■ DATA TO USE ■
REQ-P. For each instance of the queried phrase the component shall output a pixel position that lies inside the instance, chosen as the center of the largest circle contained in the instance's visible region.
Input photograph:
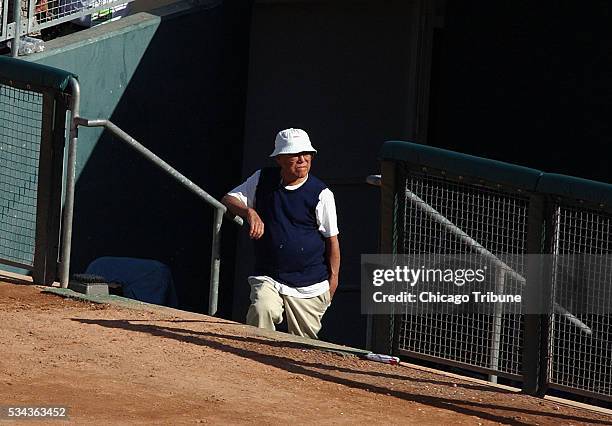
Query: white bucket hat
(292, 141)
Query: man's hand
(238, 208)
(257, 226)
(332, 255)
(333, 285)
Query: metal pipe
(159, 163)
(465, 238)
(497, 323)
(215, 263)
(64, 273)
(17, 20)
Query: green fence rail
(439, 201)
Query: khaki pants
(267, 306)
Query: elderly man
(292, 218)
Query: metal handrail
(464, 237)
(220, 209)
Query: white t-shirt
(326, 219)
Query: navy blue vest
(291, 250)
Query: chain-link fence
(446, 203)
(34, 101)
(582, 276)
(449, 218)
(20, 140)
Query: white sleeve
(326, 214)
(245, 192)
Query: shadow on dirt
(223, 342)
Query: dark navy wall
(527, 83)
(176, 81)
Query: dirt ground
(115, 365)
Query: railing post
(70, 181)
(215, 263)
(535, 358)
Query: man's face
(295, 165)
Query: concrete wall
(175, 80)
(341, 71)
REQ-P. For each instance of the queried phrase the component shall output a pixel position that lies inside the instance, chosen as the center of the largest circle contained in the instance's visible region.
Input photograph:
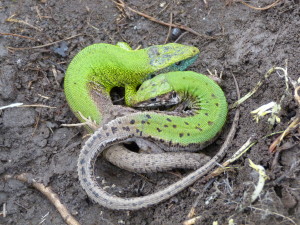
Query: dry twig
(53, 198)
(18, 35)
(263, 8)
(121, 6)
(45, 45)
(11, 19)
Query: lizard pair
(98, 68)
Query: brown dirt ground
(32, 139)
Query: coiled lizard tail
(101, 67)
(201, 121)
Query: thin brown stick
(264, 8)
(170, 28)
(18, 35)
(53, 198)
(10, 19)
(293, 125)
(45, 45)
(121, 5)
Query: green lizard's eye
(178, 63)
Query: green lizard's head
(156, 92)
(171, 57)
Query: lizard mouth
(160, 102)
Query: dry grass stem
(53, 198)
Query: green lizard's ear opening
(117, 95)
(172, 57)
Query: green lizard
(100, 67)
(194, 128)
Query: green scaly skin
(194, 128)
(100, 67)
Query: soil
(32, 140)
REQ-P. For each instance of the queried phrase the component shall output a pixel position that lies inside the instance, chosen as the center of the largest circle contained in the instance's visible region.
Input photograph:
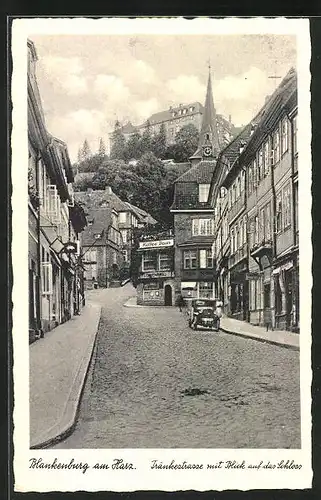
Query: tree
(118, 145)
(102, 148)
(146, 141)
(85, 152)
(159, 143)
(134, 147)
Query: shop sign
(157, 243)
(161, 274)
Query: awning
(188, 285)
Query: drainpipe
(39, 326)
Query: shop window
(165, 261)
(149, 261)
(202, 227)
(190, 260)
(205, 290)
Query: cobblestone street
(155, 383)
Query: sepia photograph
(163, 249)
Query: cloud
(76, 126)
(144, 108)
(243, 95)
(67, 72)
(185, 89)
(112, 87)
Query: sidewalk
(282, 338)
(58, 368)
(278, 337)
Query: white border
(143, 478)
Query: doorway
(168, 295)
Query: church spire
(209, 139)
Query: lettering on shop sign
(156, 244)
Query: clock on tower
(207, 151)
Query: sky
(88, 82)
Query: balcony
==
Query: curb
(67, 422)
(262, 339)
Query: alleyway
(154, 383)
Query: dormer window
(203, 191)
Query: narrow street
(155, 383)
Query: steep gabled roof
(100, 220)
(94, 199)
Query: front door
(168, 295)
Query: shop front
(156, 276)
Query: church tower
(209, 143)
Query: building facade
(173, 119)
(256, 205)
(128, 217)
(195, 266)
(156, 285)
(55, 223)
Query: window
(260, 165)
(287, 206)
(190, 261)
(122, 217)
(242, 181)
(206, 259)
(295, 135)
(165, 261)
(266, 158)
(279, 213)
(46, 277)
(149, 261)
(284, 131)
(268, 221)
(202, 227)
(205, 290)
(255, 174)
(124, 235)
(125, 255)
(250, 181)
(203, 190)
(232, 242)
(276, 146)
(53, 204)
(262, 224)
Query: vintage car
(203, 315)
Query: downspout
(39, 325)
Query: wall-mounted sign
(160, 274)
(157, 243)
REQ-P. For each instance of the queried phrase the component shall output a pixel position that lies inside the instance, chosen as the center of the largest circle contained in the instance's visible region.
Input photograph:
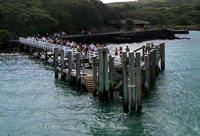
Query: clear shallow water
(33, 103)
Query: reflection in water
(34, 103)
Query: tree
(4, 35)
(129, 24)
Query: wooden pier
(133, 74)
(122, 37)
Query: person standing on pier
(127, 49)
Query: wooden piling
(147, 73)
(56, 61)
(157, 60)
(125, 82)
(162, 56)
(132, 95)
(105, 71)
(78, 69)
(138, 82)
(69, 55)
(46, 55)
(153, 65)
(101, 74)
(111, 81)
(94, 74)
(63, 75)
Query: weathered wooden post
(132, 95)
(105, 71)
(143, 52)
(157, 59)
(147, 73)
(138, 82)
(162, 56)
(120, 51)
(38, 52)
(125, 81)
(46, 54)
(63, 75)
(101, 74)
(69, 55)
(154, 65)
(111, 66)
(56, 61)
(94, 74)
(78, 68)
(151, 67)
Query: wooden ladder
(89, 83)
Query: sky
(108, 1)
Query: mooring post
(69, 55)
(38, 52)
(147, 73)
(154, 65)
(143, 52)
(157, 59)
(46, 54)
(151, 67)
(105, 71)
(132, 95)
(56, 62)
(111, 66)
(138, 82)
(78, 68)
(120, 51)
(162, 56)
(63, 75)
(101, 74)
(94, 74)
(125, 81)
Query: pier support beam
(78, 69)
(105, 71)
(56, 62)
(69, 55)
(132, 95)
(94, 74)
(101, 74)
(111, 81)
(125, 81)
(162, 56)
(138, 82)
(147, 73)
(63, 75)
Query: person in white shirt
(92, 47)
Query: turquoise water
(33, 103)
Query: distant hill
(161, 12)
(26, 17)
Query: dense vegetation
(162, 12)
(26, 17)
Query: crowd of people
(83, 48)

■ PROBLEM TO SOLVE ■
Please return every line of the rows above that contains the string "metal", matching case exactly.

■ RESPONSE TO THE EXERCISE ■
Query: metal pipe
Query: metal handrail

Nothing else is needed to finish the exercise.